WHAT THE TASK ASKS:
If a line in the data below holds the word "instance", copy it.

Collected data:
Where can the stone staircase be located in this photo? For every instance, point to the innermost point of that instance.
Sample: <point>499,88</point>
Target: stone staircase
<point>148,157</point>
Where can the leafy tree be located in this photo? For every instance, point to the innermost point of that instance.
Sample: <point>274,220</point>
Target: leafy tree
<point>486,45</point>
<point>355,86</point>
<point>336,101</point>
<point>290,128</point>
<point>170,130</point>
---
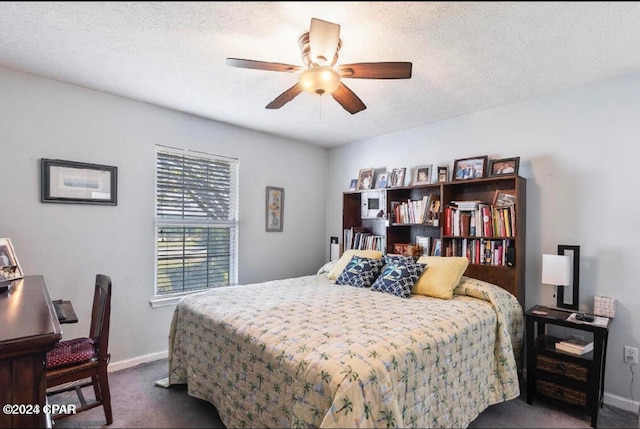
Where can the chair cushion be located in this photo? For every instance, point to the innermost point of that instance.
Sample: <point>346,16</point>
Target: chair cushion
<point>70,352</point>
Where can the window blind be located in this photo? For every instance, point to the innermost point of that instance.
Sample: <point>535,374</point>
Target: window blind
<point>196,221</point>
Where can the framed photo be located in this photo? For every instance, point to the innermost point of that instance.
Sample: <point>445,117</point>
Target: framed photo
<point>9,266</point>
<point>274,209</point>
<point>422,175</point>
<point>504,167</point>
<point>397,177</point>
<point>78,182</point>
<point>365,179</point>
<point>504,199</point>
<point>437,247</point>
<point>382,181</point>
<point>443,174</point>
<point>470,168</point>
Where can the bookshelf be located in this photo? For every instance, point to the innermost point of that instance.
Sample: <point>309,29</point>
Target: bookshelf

EXERCISE OUTPUT:
Where can the stone staircase be located in this photo? For every instance, point to the innermost point of that instance.
Where can the leafy tree be located in this photo? For every instance, point to the innermost point of that instance.
Where can the chair cushion be located in this photo? For every instance, point to the innermost point of that instance.
Where can the window blind be located in this photo? For every instance, point to the innermost point of that instance.
Where can the framed photo be located in this photo? For every instance, point to the innermost point of that instance.
Where can the bookshelf be located in this photo? For every instance, point to the innermost point of that instance.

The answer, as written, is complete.